Excerpts from point annotation data:
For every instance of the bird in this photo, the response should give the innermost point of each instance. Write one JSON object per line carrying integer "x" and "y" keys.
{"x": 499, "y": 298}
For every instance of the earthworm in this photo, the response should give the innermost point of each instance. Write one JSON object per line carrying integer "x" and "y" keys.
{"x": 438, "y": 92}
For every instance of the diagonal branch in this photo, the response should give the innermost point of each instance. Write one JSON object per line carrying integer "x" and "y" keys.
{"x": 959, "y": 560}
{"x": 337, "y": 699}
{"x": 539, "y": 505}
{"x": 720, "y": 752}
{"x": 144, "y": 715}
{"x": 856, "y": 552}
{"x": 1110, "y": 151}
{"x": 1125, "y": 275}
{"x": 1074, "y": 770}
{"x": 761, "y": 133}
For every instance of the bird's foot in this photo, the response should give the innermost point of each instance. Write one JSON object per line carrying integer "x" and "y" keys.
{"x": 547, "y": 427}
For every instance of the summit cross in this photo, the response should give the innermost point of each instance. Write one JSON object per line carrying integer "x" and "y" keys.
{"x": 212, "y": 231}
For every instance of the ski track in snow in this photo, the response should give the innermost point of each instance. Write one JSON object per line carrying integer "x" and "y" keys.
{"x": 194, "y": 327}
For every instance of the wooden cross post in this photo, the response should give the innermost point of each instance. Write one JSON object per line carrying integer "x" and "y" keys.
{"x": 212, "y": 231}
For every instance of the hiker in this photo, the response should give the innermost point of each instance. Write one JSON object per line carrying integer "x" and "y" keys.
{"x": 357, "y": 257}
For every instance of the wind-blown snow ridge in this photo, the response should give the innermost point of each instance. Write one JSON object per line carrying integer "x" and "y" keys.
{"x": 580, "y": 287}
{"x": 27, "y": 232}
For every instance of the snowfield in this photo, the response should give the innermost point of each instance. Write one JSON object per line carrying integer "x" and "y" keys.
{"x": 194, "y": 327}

» What the exercise asks: Your task is to repeat each line of the material exactly.

» Output of the exercise:
For every instance of the bird in this photo, the response should give the innermost point of each instance. Write one JSON object per line carrying integer "x" and "y" keys.
{"x": 499, "y": 298}
For every instance of the earthworm in this photo, the response should give the innermost point of each instance. Write one JSON object per line carrying integer "x" and "y" keys.
{"x": 438, "y": 92}
For every instance of the diagonal branch in this photo, the response should give the innermost point of each instance. Write one JSON object per line carrying integer "x" and "y" keys.
{"x": 959, "y": 560}
{"x": 337, "y": 699}
{"x": 539, "y": 505}
{"x": 720, "y": 752}
{"x": 144, "y": 715}
{"x": 856, "y": 552}
{"x": 1110, "y": 151}
{"x": 1125, "y": 275}
{"x": 1074, "y": 770}
{"x": 761, "y": 133}
For every instance of the bird's foot in this photo, the response should give the innermost point of each instance. Write one JSON object per line carrying integer "x" and "y" keys.
{"x": 547, "y": 427}
For every instance of the summit cross in this photo, the response should give the innermost point of each instance. Write one JSON object per line carrying integer "x" and "y" keys.
{"x": 212, "y": 231}
For every instance of the ski track in snow in this photo, the response should give the innermost point of each instance. Write one JSON object per line carrying integer "x" and "y" keys.
{"x": 194, "y": 327}
For every instance of the wooden cross post in this photo, the response should give the innermost point of each instance. Write one JSON object per line carrying integer "x" and "y" keys.
{"x": 212, "y": 231}
For every instance of the hiker in this photo, the response should give the innermost point of each instance. Write one JSON object per line carrying integer "x" and "y" keys.
{"x": 357, "y": 257}
For every instance of the wind-blown snow ridge in this photo, the response should give the innermost point of each instance. Write one JSON object per line carrying integer "x" and "y" keys.
{"x": 580, "y": 287}
{"x": 27, "y": 232}
For every instance of the snowfield in this photo, the response should give the innermost point of each instance. Write one JSON object per line carrying integer "x" and "y" keys.
{"x": 194, "y": 327}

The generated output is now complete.